--- BEGIN Extracted entries ---

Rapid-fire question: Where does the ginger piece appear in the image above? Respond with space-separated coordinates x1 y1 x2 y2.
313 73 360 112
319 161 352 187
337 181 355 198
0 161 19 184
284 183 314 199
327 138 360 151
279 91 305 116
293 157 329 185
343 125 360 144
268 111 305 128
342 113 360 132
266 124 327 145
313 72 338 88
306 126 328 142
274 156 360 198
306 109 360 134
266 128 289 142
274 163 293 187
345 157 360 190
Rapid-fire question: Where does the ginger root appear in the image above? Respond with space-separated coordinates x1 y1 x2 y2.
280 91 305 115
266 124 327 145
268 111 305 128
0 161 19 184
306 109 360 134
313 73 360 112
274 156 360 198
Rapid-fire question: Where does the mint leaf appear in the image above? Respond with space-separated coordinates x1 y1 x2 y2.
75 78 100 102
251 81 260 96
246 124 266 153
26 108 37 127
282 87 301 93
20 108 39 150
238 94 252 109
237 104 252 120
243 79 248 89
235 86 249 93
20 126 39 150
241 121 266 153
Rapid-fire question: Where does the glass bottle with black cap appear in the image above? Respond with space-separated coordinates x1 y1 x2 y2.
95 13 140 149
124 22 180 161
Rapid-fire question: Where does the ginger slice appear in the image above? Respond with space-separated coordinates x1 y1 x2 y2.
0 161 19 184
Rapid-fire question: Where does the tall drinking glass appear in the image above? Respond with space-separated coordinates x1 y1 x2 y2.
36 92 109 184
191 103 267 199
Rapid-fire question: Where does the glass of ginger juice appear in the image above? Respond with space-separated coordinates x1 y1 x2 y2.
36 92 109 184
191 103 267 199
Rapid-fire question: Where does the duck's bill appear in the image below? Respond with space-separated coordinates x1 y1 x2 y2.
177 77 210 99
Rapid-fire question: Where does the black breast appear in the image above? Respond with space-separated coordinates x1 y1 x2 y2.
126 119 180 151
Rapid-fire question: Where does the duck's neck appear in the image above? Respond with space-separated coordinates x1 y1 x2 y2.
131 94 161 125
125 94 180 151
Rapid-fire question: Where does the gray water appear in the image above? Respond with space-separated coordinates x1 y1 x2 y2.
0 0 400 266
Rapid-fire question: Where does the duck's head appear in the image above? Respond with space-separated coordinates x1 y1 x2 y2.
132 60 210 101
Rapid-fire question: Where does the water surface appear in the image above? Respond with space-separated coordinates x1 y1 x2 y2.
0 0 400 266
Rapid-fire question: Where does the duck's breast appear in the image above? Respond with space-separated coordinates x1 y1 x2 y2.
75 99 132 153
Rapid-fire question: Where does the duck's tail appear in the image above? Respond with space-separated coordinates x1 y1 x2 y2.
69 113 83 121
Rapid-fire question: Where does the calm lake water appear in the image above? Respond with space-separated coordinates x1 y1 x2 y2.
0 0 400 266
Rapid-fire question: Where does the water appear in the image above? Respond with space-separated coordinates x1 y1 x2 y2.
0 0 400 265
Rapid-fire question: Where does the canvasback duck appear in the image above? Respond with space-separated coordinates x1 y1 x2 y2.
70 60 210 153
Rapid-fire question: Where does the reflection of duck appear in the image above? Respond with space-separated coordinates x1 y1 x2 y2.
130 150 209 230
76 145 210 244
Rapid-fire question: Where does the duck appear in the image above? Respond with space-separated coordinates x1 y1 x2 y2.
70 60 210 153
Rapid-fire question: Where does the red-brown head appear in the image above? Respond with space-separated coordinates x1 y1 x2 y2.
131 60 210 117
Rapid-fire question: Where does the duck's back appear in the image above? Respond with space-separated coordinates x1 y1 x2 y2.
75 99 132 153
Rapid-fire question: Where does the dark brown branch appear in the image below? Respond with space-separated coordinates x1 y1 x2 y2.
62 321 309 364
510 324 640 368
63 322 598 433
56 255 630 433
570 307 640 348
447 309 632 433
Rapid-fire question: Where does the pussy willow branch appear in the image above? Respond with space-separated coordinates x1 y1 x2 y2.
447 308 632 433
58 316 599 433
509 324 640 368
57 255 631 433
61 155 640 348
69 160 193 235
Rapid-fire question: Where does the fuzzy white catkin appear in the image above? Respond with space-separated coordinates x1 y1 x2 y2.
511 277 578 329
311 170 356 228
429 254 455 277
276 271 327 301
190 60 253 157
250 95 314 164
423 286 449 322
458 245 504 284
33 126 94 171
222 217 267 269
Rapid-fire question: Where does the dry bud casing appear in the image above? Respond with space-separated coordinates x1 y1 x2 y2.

--- END Extracted entries ---

Required task
Render the lines in the listing above, from its start through the line containing "241 121 266 153", as a Markdown table with the columns Row and Line, where Row gives a running number and Line holds the line itself. Leave out any blank lines.

Expected answer
| Row | Line |
|---|---|
| 1 | Rapid-fire question: Where does the ginger piece appear in the image above? Respond with space-separated coordinates x1 y1 x2 y2. |
| 2 | 313 73 360 112 |
| 3 | 319 161 352 187 |
| 4 | 337 181 355 198 |
| 5 | 0 161 19 184 |
| 6 | 284 183 314 199 |
| 7 | 327 138 360 151 |
| 8 | 279 91 305 116 |
| 9 | 293 157 329 185 |
| 10 | 343 125 360 144 |
| 11 | 268 111 305 128 |
| 12 | 342 113 360 132 |
| 13 | 266 124 327 145 |
| 14 | 313 72 338 88 |
| 15 | 306 126 328 142 |
| 16 | 274 156 360 198 |
| 17 | 306 109 360 134 |
| 18 | 266 128 289 142 |
| 19 | 274 163 293 187 |
| 20 | 345 157 360 190 |
| 21 | Rapid-fire question: Where does the ginger root appear in the image above? Respond with space-separated coordinates x1 y1 x2 y2. |
| 22 | 280 91 305 115 |
| 23 | 266 124 327 145 |
| 24 | 268 111 305 128 |
| 25 | 0 161 19 184 |
| 26 | 306 109 360 134 |
| 27 | 313 73 360 112 |
| 28 | 274 156 360 198 |
| 29 | Rapid-fire question: Where does the mint leaf appear in the image above? Respond with space-separated coordinates x1 y1 x2 y2. |
| 30 | 75 78 100 102 |
| 31 | 251 81 260 96 |
| 32 | 246 124 266 153 |
| 33 | 26 108 37 127 |
| 34 | 282 87 301 93 |
| 35 | 20 108 39 150 |
| 36 | 238 94 252 109 |
| 37 | 237 104 252 120 |
| 38 | 243 79 248 89 |
| 39 | 235 86 249 93 |
| 40 | 20 126 39 150 |
| 41 | 241 121 266 153 |